▶ **Problem details**
Begin with the line containing "Find the exposed" and copy each line exactly through the last line of the entries, inclusive.

[Records from a dataset]
----

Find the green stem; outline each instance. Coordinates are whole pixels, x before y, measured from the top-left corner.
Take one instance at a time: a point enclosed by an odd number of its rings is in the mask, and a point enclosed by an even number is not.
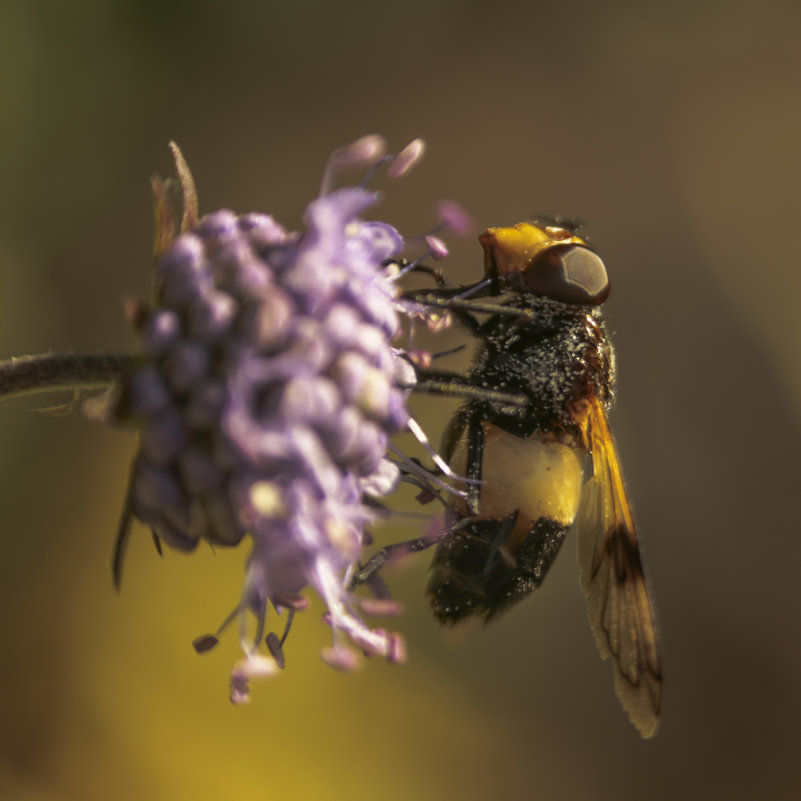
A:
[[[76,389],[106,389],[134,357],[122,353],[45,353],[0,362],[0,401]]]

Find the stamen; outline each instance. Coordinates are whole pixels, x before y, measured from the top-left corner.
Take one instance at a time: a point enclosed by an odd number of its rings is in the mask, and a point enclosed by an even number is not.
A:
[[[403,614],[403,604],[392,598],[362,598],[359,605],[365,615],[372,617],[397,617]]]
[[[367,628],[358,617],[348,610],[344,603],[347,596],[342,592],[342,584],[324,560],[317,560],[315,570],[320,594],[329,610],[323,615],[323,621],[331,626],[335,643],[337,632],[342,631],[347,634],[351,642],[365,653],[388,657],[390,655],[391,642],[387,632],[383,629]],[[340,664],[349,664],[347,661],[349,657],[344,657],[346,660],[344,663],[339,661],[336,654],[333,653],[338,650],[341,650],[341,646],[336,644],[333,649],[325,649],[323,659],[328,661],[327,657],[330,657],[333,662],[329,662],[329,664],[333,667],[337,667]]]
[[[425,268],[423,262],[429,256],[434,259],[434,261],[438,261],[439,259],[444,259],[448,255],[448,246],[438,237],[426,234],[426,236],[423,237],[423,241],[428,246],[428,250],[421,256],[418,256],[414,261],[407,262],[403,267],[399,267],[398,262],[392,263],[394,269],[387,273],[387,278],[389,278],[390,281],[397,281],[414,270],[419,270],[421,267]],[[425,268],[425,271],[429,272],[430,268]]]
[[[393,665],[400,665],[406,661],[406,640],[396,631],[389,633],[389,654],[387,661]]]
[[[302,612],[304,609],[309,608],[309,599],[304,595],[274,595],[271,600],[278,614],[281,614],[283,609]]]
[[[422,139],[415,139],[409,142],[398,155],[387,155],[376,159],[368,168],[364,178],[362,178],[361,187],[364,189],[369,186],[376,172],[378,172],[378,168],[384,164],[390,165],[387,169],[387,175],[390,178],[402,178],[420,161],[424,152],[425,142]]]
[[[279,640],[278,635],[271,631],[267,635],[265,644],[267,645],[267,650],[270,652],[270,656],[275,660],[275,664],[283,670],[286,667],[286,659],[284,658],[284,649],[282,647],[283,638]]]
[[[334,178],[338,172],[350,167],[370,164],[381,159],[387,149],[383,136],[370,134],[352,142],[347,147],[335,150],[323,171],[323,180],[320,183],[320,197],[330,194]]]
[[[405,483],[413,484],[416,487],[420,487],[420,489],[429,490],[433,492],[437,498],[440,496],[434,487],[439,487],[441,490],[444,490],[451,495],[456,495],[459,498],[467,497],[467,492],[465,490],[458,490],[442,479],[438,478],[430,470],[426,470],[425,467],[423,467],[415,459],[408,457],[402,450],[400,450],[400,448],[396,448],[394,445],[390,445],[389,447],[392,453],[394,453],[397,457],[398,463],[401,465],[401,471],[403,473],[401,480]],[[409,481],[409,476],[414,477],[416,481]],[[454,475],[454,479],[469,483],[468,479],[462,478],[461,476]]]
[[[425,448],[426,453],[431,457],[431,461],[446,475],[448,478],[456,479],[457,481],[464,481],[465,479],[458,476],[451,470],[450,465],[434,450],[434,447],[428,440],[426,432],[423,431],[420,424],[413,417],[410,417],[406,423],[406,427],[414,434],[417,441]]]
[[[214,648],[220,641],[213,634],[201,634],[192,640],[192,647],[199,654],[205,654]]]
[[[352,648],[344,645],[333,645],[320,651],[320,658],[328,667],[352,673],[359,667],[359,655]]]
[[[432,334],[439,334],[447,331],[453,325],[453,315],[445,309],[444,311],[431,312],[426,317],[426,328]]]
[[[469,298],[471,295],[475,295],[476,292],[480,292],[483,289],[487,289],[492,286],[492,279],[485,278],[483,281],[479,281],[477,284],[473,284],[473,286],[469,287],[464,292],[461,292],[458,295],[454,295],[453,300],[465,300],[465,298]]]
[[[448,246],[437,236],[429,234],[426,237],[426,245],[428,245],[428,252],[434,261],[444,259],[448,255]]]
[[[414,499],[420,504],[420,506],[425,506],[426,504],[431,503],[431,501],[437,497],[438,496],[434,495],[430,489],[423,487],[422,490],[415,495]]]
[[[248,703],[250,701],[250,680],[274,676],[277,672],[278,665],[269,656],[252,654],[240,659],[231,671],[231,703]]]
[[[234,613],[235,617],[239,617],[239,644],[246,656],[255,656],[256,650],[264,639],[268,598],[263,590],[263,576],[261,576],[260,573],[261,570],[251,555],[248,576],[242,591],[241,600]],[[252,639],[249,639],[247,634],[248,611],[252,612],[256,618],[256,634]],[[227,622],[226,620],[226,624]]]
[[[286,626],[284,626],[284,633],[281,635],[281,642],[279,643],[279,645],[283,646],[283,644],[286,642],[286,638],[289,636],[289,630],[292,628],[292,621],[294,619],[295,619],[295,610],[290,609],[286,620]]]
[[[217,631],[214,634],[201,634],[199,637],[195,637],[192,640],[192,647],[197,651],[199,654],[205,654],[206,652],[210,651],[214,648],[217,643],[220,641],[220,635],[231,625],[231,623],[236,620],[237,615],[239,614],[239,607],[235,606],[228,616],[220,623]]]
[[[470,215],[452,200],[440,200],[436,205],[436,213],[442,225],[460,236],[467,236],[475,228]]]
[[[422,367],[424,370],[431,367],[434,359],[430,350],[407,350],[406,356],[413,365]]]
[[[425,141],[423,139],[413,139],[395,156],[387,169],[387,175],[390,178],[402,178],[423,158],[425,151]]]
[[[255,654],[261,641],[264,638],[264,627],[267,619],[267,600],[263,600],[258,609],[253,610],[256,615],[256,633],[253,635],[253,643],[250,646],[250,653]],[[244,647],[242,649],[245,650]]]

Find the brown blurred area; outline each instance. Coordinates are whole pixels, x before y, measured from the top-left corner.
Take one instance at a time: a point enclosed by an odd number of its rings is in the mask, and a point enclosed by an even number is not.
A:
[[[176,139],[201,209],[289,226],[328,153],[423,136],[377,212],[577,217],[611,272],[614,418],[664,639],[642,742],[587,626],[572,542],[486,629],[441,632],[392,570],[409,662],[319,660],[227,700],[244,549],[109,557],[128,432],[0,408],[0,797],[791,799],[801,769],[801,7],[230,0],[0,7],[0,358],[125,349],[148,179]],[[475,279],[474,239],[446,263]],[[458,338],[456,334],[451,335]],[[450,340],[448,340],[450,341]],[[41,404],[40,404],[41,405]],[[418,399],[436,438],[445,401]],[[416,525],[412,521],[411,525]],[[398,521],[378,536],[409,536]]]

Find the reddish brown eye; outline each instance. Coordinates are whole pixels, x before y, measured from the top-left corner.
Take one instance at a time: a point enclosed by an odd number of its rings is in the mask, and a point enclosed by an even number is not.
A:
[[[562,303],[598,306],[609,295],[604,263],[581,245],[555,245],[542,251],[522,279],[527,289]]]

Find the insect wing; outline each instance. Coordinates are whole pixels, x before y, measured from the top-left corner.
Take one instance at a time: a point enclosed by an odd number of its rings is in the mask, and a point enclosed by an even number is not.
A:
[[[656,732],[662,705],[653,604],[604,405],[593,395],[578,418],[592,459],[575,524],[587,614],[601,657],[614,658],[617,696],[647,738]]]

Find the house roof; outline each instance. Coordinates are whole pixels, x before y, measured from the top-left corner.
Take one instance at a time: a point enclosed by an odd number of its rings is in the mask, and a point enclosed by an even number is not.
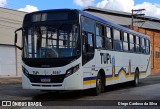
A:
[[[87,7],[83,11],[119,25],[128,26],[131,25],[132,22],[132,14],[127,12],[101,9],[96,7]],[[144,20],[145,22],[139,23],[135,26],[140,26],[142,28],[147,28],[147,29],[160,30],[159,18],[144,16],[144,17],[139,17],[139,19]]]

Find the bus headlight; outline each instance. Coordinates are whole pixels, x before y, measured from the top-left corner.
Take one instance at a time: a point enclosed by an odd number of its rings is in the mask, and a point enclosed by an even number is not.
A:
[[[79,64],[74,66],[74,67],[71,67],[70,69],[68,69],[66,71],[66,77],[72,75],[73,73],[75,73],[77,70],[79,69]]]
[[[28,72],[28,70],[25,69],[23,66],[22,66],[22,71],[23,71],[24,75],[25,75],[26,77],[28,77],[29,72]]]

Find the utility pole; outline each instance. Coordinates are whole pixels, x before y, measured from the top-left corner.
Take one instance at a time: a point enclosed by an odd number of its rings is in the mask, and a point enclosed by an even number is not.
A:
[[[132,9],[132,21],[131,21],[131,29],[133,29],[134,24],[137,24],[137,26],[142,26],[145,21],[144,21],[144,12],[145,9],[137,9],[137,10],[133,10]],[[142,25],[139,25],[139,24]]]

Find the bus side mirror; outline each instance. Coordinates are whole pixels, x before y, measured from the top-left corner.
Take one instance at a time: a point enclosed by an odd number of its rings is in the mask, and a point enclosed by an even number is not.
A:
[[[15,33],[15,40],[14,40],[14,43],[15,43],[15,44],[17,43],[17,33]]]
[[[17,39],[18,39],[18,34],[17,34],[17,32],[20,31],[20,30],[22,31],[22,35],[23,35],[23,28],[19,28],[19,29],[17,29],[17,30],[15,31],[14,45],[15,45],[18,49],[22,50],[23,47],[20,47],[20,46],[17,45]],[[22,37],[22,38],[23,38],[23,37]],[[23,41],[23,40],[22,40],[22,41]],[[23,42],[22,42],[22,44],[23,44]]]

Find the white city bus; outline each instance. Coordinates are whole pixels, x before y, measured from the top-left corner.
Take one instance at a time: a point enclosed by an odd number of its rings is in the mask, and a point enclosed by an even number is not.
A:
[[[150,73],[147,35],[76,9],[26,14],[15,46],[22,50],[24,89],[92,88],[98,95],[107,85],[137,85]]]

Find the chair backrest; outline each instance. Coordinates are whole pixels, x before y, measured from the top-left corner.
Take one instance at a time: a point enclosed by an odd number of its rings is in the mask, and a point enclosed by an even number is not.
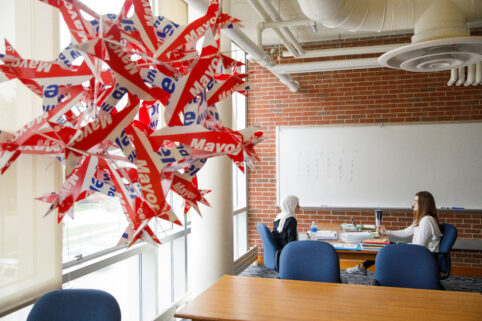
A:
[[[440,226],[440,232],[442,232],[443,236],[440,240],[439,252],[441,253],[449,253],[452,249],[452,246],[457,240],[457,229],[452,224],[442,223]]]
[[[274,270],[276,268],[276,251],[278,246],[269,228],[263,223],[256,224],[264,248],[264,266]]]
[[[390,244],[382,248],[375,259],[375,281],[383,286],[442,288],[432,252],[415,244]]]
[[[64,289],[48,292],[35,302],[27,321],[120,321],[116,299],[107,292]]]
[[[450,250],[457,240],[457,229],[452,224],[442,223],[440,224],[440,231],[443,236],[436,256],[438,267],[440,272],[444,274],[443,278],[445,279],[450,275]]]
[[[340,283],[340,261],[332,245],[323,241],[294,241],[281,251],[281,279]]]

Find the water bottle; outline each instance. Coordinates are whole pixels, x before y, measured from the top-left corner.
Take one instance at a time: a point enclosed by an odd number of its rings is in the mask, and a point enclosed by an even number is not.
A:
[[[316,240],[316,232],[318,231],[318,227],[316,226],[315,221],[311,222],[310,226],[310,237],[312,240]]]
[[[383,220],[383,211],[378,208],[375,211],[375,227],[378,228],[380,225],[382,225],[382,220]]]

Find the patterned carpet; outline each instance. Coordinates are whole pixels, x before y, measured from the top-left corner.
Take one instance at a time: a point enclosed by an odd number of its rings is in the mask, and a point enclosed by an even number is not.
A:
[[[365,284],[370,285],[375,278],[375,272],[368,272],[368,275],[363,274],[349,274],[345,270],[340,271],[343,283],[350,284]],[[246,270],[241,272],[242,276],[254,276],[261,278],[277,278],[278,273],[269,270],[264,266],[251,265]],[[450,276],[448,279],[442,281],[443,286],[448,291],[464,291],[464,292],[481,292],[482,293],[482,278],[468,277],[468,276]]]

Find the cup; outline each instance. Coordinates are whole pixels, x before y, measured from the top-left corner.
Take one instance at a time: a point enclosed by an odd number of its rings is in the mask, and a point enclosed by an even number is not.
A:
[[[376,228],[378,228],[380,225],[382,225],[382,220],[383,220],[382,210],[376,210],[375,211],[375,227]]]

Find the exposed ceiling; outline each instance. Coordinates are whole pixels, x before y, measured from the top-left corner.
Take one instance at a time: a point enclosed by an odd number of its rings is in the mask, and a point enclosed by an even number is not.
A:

----

▶ **Your response**
Find the exposed ceiling; outline each instance. Coordinates are whole pixels, x before y, measured from the top-left corner.
Take one instance at a time: a point enclosed by an odd number of its rings is in the mask, and a point enclosed by an even number is not.
A:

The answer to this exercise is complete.